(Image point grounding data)
####

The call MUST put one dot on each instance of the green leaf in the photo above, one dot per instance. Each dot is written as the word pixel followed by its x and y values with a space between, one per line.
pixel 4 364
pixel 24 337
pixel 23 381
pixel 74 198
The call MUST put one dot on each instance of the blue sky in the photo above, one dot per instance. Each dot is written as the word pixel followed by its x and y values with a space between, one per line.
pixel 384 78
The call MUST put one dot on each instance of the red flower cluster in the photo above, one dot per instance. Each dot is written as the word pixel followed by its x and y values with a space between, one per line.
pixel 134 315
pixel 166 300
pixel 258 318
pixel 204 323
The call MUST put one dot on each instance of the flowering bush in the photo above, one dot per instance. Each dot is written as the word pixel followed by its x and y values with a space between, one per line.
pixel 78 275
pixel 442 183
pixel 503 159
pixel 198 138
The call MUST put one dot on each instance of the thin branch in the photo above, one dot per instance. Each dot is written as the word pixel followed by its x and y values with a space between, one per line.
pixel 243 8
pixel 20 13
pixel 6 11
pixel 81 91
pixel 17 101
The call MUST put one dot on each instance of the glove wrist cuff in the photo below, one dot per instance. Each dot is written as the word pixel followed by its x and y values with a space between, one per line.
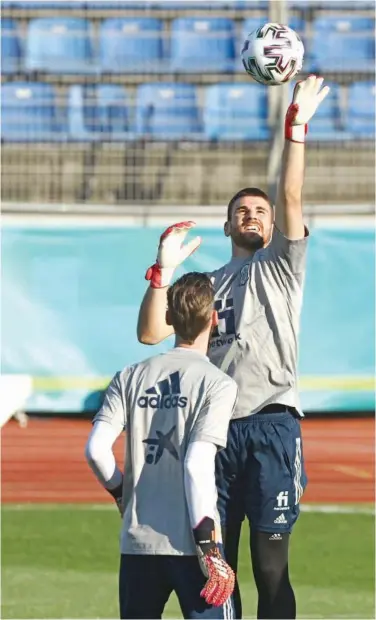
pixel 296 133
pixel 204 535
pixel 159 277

####

WORK TO BE COMPLETED: All the records above must be retyped exactly, except for their pictures.

WRITTEN RESPONSE:
The call MUST put one dot on each instance of the green leaf in the photo above, one dot per instance. Each dot is written as the word pixel followed by its x and y values with a space between, one per line.
pixel 4 364
pixel 24 337
pixel 23 381
pixel 74 198
The call MUST put one dot on each instance of the blue sky in the photo above, one dot per instance. Each dot is written as the word pixel followed by its x and y values with a space between, one per line.
pixel 384 78
The call MUST put one dot on each instance of the red flower cluster in the photo above, one dot per instance. Each dot is written as the word pixel followed by its x and y values with a space between, one per line.
pixel 134 315
pixel 166 300
pixel 258 318
pixel 204 323
The call MUST put one dot on each instance of the flowering bush in the photo above, one dot per instance. Each dot is written as the word pixel followed by its x and y values with a space between, one per line.
pixel 78 275
pixel 442 183
pixel 503 159
pixel 198 138
The call MUST put one dot on each instance of the thin branch in the photo above, one dot per instance. Each dot is written as the word pixel followed by its x and y values with a space between, one per line.
pixel 243 8
pixel 20 13
pixel 6 11
pixel 81 91
pixel 17 101
The call MUST put one dot on each instance of the glove wrist cuff in the photo below, one dot per instance. Each dot is written as the word pixel followed by its x and y values with a space between, one per line.
pixel 296 133
pixel 204 535
pixel 159 277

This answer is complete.